After the murderer's arrest, the local bishop discovered a document signed by the late priest more than 20 years earlier. Father Rene had penned a "Declaration of Life," which said: "Should I die as a result of a violent crime, I request that the person or persons found guilty of homicide for my killing not be subject to or put in jeopardy of the death penalty under any circumstance, no matter how heinous their crime or how much I have suffered."

The documentary film, "Where There is Darkness," presented by Stella Mar Films, tells the story of Fr. Rene's death and also gives witness to his profoundly charitable life. In fact, this saintly priest spent most of his days ministering to those on the fringes of society, including ex-criminals.

"That's how he met this young man, Steven Murray, [whom] he was trying to help. [And he] ended up kidnapping and killing him," said Cimela Kidonakis, one of the producers of the film.

As Murray's life spiraled apart, Fr. Rene tried to minister to him, as he typically did. Instead, Murray forced Fr. Rene into the trunk of his own car, drove him into some woods in Georgia, struck him to the ground, and shot him in the head.

Law enforcement arrested the perpetrator after he was seen driving Fr. Rene's blue Toyota Corolla. Following several days of interrogation, Murray confessed to the crime and led investigators to the body.

The prosecutors in Georgia where Murray was tried sought the death penalty. But Fr. Rene's witness to mercy, both in life and beyond the grave, made such a sentence challenging for the prosecution to reach.

━━━━━━━━━━

* _Directive 1_:
Reproduce the records that follow, line for line, with nothing changed.

* _Supplied material_:
━━━━━━━━━━

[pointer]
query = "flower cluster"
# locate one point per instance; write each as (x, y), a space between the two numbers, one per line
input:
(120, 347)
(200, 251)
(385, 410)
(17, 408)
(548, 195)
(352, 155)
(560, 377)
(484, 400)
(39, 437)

━━━━━━━━━━

* _Directive 2_:
Copy the stretch of the passage about Fr. Rene's killing from "As Murray's life" through "prosecution to reach." word for word.

* _Task solution 1_:
[pointer]
query = "flower cluster"
# locate one point per instance; write each as (x, y), a space between the two numbers, one per line
input:
(120, 347)
(200, 251)
(385, 410)
(17, 408)
(548, 195)
(352, 155)
(560, 377)
(484, 400)
(39, 437)

* _Task solution 2_:
As Murray's life spiraled apart, Fr. Rene tried to minister to him, as he typically did. Instead, Murray forced Fr. Rene into the trunk of his own car, drove him into some woods in Georgia, struck him to the ground, and shot him in the head.

Law enforcement arrested the perpetrator after he was seen driving Fr. Rene's blue Toyota Corolla. Following several days of interrogation, Murray confessed to the crime and led investigators to the body.

The prosecutors in Georgia where Murray was tried sought the death penalty. But Fr. Rene's witness to mercy, both in life and beyond the grave, made such a sentence challenging for the prosecution to reach.